[Your task]: Which lines in the records below contain the string "grass"? Locate each one, with letter case counting, and copy it out in full.

[Data for this task]:
_ _ _ _ _

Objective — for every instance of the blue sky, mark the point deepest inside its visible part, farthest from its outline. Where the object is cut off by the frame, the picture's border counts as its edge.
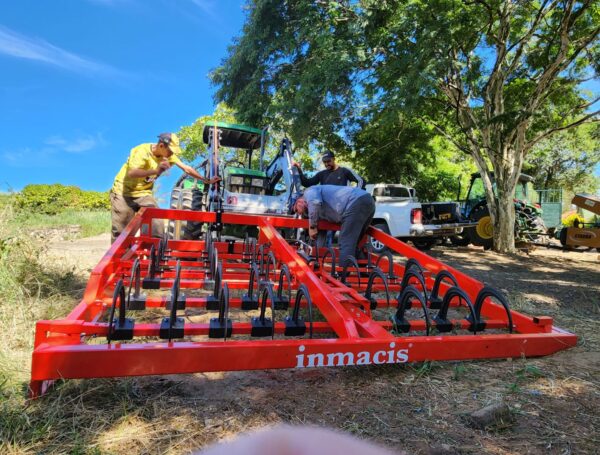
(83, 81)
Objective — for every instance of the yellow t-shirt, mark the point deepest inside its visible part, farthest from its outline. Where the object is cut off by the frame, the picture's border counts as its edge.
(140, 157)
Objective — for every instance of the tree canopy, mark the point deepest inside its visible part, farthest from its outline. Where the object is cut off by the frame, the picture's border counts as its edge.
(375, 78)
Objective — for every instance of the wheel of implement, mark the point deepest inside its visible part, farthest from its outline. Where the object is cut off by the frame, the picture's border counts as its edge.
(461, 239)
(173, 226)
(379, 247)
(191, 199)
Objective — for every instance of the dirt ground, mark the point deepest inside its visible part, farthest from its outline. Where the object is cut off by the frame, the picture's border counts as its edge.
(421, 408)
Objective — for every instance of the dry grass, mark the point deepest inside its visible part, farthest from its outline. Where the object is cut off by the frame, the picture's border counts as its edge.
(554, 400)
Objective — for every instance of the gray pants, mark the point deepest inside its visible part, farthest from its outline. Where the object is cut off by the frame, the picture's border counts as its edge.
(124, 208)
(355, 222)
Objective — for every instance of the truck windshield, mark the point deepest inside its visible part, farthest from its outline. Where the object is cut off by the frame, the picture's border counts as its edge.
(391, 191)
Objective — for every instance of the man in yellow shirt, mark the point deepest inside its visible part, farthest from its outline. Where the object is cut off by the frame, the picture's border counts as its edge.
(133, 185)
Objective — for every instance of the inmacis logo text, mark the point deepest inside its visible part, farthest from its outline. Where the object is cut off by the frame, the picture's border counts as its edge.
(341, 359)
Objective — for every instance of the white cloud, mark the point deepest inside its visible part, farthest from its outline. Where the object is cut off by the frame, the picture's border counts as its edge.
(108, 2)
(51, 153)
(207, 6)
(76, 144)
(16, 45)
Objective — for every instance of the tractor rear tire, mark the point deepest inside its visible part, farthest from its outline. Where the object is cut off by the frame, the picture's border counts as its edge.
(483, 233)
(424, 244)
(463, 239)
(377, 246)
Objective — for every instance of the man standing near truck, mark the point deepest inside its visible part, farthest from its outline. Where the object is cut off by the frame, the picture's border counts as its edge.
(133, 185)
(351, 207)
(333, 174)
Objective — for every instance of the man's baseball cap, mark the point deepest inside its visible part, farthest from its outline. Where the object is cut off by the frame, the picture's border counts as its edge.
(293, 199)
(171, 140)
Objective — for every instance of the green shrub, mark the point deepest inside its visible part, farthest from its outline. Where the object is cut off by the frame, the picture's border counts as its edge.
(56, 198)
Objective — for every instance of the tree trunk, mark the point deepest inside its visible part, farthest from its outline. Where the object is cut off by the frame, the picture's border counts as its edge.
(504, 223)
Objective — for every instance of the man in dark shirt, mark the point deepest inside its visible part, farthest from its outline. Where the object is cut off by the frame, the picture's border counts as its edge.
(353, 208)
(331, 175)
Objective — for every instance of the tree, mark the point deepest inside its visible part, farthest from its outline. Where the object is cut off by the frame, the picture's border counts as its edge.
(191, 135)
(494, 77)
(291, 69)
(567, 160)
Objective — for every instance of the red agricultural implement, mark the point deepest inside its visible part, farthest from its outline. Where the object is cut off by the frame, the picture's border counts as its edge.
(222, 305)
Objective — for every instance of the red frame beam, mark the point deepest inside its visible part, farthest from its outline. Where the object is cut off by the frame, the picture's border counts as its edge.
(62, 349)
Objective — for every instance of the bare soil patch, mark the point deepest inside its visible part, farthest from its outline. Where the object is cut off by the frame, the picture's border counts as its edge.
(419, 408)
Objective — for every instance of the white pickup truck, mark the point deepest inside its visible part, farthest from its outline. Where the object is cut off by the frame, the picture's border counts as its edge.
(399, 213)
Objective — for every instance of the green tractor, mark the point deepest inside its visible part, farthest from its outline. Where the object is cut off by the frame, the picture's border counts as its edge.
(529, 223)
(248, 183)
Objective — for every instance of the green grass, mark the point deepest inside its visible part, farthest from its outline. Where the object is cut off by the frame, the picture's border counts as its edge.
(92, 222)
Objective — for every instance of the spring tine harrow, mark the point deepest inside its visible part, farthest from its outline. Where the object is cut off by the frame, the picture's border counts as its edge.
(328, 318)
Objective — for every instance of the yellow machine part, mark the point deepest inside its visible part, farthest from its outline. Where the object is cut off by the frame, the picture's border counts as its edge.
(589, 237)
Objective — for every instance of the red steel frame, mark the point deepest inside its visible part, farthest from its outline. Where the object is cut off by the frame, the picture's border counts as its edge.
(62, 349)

_ _ _ _ _

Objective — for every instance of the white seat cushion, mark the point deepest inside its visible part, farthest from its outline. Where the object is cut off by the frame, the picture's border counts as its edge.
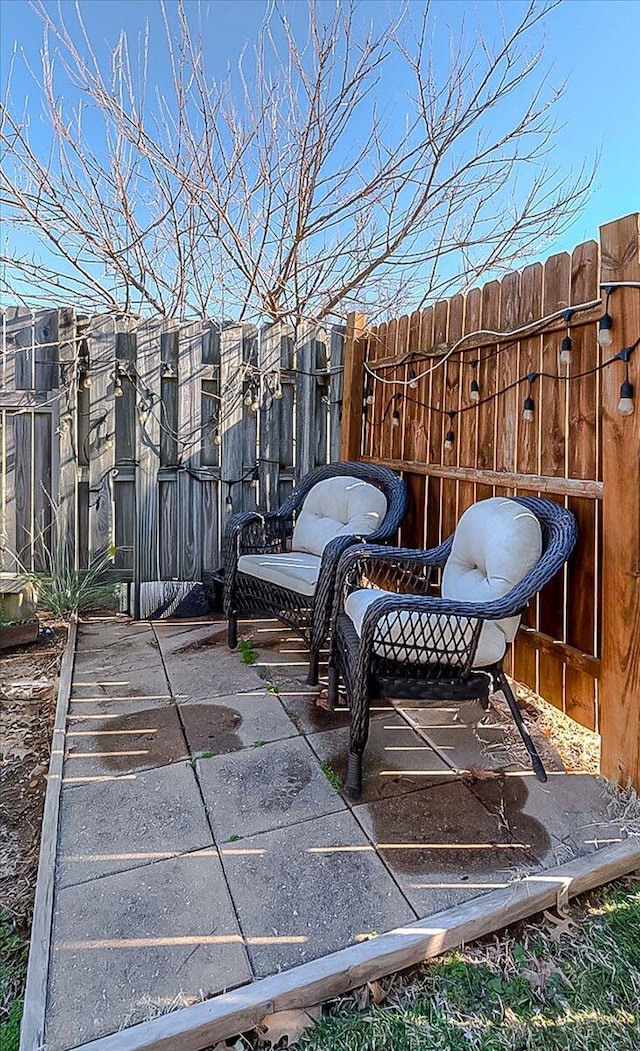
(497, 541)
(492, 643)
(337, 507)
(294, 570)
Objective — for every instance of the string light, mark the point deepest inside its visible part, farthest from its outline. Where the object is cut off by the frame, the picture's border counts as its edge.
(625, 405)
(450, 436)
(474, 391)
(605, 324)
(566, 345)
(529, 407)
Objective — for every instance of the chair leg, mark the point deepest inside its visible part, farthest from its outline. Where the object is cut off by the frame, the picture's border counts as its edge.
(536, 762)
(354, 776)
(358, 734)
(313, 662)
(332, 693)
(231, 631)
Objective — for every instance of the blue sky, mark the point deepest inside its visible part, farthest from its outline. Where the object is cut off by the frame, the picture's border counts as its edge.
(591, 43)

_ _ _ _ _

[Exercise output]:
Objective — for every instance of the dry grass, mark the point deepest inside its visible part, farthest from its outline. Where the object is cut off by the frame, the picture's border counts as its edge.
Objective — for every instance of the green grass, mark the point deepest inside its visible part, farthest from its outline. Where the object is cut off by the frame, the picture's border counts as its edge.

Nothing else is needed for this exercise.